_MATERIAL FOR THIS TASK_.

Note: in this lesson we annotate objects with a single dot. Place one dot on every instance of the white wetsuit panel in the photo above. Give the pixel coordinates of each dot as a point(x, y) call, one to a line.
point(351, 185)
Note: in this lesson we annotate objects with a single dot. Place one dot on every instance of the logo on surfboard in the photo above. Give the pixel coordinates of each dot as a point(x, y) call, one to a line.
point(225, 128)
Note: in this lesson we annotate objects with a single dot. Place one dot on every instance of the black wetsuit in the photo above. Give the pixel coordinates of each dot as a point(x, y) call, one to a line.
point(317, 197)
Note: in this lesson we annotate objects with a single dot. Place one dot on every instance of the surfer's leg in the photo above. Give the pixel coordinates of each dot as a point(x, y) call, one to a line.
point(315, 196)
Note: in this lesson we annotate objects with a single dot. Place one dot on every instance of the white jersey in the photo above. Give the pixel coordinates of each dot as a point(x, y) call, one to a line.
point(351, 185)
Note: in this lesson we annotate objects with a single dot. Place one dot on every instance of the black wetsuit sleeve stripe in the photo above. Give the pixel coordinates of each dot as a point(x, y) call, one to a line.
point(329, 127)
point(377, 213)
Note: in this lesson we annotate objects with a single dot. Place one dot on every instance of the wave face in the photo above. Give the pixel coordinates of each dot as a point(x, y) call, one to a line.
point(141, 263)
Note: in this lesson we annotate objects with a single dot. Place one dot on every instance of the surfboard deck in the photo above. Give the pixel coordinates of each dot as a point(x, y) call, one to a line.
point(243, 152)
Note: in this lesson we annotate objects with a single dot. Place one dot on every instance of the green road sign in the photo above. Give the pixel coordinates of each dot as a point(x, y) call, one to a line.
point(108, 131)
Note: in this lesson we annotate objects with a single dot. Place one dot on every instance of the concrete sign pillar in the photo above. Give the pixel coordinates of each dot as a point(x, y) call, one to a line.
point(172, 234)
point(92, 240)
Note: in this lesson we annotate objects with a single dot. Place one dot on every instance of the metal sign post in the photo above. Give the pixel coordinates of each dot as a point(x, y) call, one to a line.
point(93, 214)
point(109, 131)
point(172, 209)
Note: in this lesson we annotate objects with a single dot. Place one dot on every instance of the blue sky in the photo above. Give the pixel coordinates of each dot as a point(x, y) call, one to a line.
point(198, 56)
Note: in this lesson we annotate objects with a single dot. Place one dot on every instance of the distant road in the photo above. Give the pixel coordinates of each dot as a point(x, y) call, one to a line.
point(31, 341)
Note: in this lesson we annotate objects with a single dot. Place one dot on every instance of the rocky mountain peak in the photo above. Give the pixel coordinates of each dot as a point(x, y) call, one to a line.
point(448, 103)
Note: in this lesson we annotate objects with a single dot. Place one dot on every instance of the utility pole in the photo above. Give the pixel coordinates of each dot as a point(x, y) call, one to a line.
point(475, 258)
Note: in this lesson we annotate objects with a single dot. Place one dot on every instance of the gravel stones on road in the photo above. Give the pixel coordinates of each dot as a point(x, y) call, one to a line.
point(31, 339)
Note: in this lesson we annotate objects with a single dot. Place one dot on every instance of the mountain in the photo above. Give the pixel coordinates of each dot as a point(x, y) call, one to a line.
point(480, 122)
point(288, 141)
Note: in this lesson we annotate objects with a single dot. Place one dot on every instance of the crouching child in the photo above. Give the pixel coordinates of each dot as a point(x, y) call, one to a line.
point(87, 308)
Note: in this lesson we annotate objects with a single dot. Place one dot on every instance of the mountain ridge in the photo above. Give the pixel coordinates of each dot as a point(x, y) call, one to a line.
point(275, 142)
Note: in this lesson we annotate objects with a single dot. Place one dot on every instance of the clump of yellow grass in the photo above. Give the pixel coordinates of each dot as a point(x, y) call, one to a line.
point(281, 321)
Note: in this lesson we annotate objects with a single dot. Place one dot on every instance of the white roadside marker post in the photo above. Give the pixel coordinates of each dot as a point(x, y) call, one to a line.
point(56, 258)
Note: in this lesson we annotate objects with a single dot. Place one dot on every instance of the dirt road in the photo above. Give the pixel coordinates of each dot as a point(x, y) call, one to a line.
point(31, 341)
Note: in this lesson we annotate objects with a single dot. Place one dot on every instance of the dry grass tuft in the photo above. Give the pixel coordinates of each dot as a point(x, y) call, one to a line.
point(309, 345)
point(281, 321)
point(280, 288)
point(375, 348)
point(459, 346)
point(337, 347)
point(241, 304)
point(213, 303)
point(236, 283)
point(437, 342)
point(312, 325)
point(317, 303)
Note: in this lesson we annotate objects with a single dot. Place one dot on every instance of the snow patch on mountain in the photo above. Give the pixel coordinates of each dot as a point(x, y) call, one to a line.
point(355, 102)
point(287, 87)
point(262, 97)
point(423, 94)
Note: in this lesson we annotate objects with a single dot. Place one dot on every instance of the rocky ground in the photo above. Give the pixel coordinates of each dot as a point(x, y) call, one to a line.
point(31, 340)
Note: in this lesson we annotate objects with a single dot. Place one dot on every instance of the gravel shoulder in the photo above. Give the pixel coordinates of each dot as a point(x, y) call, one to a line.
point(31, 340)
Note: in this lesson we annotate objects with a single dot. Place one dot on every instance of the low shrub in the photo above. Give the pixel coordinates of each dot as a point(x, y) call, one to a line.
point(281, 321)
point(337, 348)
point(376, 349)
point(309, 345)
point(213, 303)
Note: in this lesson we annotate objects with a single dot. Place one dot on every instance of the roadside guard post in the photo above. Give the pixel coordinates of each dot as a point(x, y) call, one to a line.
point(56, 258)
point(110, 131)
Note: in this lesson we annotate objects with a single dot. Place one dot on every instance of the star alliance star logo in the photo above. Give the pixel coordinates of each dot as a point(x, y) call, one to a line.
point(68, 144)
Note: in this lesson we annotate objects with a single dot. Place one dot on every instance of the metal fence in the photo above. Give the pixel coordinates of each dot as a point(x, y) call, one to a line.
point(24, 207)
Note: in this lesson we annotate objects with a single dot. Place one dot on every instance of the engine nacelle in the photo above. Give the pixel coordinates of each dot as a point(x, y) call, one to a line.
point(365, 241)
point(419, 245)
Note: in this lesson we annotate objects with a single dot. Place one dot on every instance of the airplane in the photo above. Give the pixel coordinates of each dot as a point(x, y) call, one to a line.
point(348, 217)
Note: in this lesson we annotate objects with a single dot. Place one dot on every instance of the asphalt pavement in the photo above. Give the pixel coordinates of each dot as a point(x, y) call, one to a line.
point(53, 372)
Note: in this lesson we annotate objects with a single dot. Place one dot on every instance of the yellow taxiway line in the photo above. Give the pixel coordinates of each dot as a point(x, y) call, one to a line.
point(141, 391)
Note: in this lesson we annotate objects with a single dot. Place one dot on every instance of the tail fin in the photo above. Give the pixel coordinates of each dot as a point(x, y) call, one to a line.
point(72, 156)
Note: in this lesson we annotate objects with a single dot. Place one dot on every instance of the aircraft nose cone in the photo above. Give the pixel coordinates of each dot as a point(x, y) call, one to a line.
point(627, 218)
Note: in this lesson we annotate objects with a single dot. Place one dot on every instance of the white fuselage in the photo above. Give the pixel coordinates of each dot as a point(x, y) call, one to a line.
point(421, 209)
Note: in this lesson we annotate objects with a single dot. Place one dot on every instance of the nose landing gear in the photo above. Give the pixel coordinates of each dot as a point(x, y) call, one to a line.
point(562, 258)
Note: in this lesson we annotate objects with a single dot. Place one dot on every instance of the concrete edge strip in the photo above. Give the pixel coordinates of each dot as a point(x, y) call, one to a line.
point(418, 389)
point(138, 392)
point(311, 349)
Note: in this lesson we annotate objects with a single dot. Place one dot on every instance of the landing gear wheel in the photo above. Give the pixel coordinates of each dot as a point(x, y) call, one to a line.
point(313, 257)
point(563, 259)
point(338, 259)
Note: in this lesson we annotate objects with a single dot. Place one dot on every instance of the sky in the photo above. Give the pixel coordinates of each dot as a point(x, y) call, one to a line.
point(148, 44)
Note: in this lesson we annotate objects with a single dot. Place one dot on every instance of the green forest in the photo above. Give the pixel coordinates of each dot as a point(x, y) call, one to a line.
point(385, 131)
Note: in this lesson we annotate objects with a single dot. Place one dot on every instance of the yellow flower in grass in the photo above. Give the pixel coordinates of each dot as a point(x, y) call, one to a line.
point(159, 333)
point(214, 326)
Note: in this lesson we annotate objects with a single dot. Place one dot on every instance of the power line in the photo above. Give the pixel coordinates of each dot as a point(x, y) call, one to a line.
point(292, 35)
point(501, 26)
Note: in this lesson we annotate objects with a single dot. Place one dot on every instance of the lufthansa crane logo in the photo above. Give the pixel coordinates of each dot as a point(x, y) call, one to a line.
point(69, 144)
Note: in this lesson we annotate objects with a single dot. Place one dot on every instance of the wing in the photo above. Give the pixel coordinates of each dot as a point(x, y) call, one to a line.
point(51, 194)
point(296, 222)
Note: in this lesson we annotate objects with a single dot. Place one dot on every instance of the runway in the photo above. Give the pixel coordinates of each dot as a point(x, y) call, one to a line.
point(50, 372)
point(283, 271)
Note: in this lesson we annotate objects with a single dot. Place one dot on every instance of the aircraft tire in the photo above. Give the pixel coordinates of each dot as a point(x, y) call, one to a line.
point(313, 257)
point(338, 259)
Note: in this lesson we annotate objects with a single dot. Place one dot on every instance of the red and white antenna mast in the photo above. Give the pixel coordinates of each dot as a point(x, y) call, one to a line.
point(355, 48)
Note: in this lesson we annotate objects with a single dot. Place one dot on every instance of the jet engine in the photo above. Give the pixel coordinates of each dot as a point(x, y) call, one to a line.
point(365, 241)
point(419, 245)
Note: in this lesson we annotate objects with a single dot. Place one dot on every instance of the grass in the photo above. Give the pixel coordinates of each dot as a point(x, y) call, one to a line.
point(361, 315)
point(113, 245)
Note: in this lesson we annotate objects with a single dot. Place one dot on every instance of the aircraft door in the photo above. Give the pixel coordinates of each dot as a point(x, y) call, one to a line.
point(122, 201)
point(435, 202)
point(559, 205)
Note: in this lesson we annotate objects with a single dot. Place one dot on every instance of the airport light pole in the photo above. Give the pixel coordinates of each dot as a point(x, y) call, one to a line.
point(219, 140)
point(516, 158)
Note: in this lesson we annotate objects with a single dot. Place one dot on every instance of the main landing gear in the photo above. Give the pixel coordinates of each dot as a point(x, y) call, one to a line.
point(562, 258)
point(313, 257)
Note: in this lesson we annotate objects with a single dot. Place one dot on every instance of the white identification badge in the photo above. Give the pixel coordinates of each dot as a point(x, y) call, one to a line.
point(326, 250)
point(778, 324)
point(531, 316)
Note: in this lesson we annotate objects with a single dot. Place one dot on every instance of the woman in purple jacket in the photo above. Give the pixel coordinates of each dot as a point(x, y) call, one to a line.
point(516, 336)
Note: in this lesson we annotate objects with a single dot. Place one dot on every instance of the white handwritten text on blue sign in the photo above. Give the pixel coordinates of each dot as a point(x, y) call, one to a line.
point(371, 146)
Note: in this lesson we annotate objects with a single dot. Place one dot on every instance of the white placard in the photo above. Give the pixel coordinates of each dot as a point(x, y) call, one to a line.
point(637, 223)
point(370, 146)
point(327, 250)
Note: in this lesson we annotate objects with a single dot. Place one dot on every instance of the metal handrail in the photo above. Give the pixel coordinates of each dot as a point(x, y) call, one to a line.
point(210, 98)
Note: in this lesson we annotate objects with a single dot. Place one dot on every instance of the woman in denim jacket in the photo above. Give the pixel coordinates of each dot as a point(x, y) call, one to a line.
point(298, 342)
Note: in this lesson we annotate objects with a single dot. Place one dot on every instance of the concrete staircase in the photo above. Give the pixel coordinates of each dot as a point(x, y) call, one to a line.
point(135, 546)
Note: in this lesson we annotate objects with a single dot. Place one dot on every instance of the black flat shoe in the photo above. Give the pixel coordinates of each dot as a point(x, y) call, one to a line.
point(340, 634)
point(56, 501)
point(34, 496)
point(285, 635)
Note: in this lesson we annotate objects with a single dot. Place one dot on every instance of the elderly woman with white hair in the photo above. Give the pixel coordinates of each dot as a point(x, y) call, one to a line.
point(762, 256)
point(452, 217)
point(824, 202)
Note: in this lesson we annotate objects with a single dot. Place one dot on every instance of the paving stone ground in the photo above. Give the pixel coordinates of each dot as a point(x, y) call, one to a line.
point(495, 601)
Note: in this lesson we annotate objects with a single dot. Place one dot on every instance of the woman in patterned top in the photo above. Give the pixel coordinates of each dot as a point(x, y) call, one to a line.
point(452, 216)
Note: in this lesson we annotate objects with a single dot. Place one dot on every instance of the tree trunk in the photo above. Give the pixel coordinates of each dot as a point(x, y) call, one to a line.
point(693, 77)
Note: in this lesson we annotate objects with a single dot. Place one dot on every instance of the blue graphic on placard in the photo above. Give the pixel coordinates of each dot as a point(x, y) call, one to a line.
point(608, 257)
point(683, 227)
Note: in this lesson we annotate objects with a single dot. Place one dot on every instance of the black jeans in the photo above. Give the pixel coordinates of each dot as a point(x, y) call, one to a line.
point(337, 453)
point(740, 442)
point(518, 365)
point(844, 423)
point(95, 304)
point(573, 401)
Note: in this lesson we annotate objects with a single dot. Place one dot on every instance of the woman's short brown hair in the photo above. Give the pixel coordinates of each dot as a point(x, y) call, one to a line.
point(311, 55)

_GOAL OF THE EXERCISE_. Start at the line containing "the blue graphic" and return each line up to and including the last line of the material.

_FINISHED EXERCISE_.
Note: in this lesson we annotate objects with a single dot. Place one dot on every instance of the blue graphic on placard in the photo above. Give the pixel coordinates of each dot as a point(x, y) call, one to a line.
point(608, 257)
point(683, 227)
Note: in this lesson we annotate objects with a single dot. Place one dot on every instance of the black jeans in the photo above. Give the pixel coordinates of each dot as a point(x, y) call, one to a line.
point(337, 453)
point(740, 442)
point(518, 365)
point(844, 423)
point(95, 304)
point(573, 401)
Note: in this lesson we annotate objects with a single dot. Place one dot on every instance of the woman's short brown hair in the photo above. Give the pixel coordinates of each dot as a point(x, y) call, one to a line.
point(311, 55)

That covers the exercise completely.